## About this task
Carry the history of the "Perugia" infantry regiments and division in World War II forward from its final sentence.

## Extracted text
☆ ☆ ☆ ☆ ☆

After Italy's entry into World War II the two regiments of the Brigade "Perugia" were reformed by the regimental depots of the 22nd Infantry Division "Cacciatori delle Alpi": on 12 August 1941 the 129th Infantry Regiment "Perugia" was reformed in Perugia by the depot of 51st Infantry Regiment "Cacciatori delle Alpi", while the 130th Infantry Regiment "Perugia" was reformed in Terni on 14 August 1941 by the depot of the 52nd Infantry Regiment "Cacciatori delle Alpi". The two regiments were assigned on 25 August of the same year to the 151st Infantry Division "Perugia", which also included the newly formed 151st Artillery Regiment "Perugia", that had been formed by the 1st Artillery Regiment "Cacciatori delle Alpi" in Foligno. The two infantry regiments consisted of a command, a command company, three fusilier battalions, a cannons company equipped with 47/32 anti-tank guns, and a mortar company equipped with 81mm Mod. 35 mortars.

The division was sent to Yugoslavia on occupation duty, where it remained until the Armistice of Cassibile was announced on 8 September 1943, after which the division was attacked by German forces and Albanian partisans. The Perugia's commander ordered his troops to move to the coast and embark to Italy. The remnants of the 130th Infantry Regiment "Perugia" fought their way to the harbour of Vlorë and set up a defensive perimeter, which managed to withstand the German attacks until 20 September 1943. The remnants of the 129th Infantry Regiment "Perugia", together with the division's command, reached the harbour of Sarandë, where the Germans besieged the Italians. Approximately 1,000 men could be shipped back to Italy with the vessels in the harbor. No help from Italy or the Allies arrived and so between 3–5 October the German 1st Mountain Division overran most of the Perugia's positions and immediately executed all captured officers and non-commissioned officers.

☆ ☆ ☆ ☆ ☆

## Records provided
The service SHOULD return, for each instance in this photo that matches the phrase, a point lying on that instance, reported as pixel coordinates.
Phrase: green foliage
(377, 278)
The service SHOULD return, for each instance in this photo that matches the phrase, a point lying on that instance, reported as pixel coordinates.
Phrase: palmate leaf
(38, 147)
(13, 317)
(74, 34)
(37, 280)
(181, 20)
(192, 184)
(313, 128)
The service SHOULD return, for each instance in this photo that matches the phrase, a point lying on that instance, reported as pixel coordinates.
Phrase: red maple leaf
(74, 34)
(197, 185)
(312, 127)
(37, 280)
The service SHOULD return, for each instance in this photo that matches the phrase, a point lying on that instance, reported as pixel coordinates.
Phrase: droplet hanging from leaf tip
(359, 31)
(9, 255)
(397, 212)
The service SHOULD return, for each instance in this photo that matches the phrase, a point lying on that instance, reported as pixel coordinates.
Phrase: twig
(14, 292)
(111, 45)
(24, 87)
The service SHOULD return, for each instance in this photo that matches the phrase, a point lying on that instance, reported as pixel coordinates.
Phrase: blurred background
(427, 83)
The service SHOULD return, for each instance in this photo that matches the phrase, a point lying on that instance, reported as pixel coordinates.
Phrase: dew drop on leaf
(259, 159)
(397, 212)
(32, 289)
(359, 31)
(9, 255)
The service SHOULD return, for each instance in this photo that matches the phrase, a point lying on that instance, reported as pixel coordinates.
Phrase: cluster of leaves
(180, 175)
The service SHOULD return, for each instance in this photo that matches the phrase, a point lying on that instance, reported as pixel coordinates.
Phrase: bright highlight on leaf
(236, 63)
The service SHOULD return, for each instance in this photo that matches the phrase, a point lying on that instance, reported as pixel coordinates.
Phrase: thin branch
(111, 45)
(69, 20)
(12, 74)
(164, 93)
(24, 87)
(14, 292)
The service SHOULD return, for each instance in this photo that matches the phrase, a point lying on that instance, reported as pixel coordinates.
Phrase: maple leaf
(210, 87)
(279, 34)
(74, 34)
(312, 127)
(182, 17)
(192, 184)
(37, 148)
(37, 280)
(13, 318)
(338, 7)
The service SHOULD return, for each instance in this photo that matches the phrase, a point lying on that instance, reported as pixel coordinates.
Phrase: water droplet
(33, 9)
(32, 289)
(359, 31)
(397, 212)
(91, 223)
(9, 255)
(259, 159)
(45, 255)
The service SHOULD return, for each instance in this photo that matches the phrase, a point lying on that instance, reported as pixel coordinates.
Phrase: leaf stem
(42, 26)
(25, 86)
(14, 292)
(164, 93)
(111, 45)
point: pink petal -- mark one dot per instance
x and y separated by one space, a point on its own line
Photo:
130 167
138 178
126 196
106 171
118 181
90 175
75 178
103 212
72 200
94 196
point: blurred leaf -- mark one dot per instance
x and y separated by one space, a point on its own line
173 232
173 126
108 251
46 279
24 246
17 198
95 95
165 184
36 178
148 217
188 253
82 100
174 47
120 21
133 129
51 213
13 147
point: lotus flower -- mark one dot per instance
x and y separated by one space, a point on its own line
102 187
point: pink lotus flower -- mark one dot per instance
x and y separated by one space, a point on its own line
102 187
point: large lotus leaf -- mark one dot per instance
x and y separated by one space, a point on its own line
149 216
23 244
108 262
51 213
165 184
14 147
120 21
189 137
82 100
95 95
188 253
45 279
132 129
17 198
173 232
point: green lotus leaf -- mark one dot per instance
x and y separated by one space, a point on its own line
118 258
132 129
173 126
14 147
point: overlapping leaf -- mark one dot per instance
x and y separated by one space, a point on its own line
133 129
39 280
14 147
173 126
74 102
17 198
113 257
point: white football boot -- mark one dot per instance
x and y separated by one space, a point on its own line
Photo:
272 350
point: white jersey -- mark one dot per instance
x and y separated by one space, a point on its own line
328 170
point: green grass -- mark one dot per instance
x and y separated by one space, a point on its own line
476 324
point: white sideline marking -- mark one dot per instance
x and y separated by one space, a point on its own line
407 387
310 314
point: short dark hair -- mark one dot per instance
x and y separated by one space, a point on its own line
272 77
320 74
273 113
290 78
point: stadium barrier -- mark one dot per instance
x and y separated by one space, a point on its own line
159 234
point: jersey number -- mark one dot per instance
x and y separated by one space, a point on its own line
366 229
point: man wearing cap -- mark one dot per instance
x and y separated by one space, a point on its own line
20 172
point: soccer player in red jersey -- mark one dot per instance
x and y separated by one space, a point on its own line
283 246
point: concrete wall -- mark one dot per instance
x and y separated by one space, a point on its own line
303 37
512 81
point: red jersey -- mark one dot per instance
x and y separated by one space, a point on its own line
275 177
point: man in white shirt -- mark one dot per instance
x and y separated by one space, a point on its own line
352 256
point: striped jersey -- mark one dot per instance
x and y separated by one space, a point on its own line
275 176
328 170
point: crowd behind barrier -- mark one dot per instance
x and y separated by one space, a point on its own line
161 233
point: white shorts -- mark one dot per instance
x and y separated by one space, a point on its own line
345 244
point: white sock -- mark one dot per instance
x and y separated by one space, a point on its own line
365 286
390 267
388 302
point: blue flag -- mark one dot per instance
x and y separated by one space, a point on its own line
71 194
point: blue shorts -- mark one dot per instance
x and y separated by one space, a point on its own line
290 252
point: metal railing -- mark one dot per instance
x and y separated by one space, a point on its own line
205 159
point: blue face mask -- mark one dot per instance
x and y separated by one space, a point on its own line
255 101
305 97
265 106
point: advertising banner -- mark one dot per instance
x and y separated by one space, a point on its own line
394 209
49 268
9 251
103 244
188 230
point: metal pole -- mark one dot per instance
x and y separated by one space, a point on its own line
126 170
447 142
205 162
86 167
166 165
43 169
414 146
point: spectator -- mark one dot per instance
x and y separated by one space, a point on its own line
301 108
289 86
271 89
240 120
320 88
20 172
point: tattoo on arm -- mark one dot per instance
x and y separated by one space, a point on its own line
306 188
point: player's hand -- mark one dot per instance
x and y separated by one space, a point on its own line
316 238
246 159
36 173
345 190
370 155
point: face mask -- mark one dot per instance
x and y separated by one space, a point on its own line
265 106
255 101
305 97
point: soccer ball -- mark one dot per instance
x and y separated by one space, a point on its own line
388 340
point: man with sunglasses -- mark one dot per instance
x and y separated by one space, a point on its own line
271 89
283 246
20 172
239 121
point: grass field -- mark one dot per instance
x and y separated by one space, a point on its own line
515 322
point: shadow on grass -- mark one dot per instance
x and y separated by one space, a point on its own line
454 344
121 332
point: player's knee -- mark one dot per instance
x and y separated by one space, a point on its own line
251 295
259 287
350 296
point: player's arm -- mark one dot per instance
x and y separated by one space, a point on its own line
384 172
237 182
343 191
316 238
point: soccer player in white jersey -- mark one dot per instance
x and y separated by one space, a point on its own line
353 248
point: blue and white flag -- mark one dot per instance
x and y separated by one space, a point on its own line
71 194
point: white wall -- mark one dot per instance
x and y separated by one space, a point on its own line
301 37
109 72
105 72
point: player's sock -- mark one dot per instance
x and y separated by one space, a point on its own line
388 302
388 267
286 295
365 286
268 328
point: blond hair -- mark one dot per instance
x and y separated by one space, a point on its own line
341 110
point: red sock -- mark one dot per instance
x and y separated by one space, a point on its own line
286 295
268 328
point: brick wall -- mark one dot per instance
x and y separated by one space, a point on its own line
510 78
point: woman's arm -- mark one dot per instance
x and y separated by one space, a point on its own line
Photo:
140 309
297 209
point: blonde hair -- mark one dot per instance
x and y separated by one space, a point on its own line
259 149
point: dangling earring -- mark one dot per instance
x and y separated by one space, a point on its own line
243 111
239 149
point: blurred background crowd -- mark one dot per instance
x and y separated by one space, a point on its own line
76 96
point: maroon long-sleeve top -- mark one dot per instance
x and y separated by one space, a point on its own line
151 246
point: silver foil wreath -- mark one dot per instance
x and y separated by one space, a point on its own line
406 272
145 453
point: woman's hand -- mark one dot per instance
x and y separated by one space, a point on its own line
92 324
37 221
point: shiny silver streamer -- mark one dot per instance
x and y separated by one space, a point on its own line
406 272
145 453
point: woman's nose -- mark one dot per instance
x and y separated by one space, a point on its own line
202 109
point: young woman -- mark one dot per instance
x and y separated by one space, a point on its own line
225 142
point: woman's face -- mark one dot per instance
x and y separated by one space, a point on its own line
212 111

☆ ☆ ☆ ☆ ☆

## Task output
=== Cold War ===

During the 1975 army reform the army disbanded the regimental level and newly independent battalions were granted for the first time their own flags. On 1 January 1976, the 130th Motorized Infantry Battalion "Perugia" was formed in Spoleto and assigned the flag and traditions of the 130th Infantry Regiment "Perugia". The battalion took over the base and received the equipment of the II Battalion of the 17th Infantry Regiment "Acqui", which had been disbanded on 30 September 1975. The battalion was assigned to the Motorized Brigade "Acqui" and consisted of a command, a command and services company, three motorized companies, and a heavy mortar company equipped with towed 120mm Mod. 63 mortars. At the time the battalion fielded 844 men (41 officers, 94 non-commissioned officers, and 709 soldiers).

=== Recent times ===
In 1991, after the end of the Cold War, the Italian Army disbanded a large number of its mechanized units in Northern Italy and transferred their equipment to the Acqui, which became a mechanized formation. The battalion consisted now of a command, a command and services company, three mechanized companies equipped with M113 armored personnel carriers, and a mortar company equipped with M106 mortar carriers with 120mm Mod. 63 mortars. On 3 September 1991 the 130th Mechanized Infantry Battalion "Perugia" lost its autonomy and the next day the battalion entered the reformed 130th Mechanized Infantry Regiment "Perugia". On 1 January 1993 the regiment was renamed 130th Infantry Regiment "Perugia".

On 15 May 1996 the regiment was transferred to the Mechanized Brigade "Granatieri di Sardegna", but already on 30 June of the same year the regiment was disbanded. On 3 July 1996 the flag of the regiment was transferred to the Shrine of the Flags in the Vittoriano in Rome.